§ **Stated task**:
In the post about finishing the seminar course material, what software ran the Windows XP SP2 virtual machine used to build the examples?

§ **Quoted text**:
+++
Finally Finished
Well, that's finally finished now. After about two months of effort, mostly in the evenings and on train journeys to and from London, I've finally finished the course material for the seminar series I'm starting next week.
The normal routine I go through when doing a new presentation is to first put together the slides, to give the talk some structure and pull together some illustrations. Then I put a couple of examples together, which I screenshot and write-up in an accompanying Word document. Finally, I add to the document a write-up for each slide, so that I end up with a conference paper that "tells a story", which usually involves going back and reworking some of the slides to make the presentation flow better. On average, it takes me at least a couple of weeks to prepare a presentation in this way, and I took the same approach with each of the seminar lessons to ensure the quality was up to scratch.
All told, it took me about two and a half months to put all the material together, a bit longer than I expected actually as the seminar is aimed at a technical audience who are already familiar with at least some of the tools. I did actually think when I accepted the invitation that I could re-use the presentations that I've given over the past couple of years, but looking back at these they were mostly written when the products concerned were new, and I wanted to rewrite them to build in the experience I've built up since then at various customer sites, and to make them flow together better as an end-to-end business intelligence story.
For those of you who are interested, I built the examples and the course material using my new MacBook, using Parallels Desktop running Windows XP SP2 as the virtual machine. Up until recently I'd been using Centos as my guest OS, but the Siebel Analytics element of the tech stack currently only runs on Windows (and Solaris, HP UX) with the Linux port coming soon, so it made sense to standardize on Windows until I can move the whole lot over. I mostly used Powerpoint and Word, either on the Mac or in the Windows virtual machine, to put the material together, more out of familiarity than anything, but I've just shelled out for iWork'06 and I'll probably move over to Keynote and Pages now, if only so I can use the fancy Mac remote to control the Keynote slideshow during my talks (how shallow...)
I'm just finishing off this week with our current client (working opposite Lisa Dobson actually, who's actually project managing me - she's a hard taskmaster although she keeps slipping out to Starbucks across the road for a coffee) and then I'm flying out on Monday for the first seminar on Tuesday in Holland. This first one should be interesting as I've probably got more material than I can deliver in two days, on the basis that I won't know until the day what the experience level of the attendees will be, nor their particular areas of interest. I guess after a few iterations a pattern will emerge, but from what I know about the Dutch guys I know (the AMIS people for example) they're a pretty switched on and clued up bunch over there, so it should be interesting.
+++
§ **Data lines**:
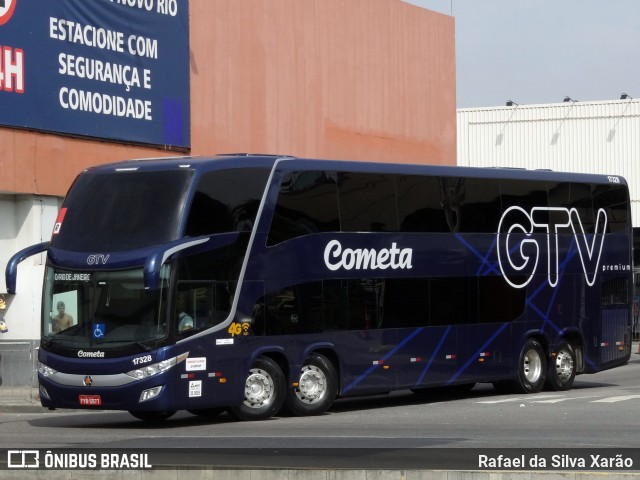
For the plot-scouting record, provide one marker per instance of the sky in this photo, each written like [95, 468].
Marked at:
+++
§ **The response**:
Parallels Desktop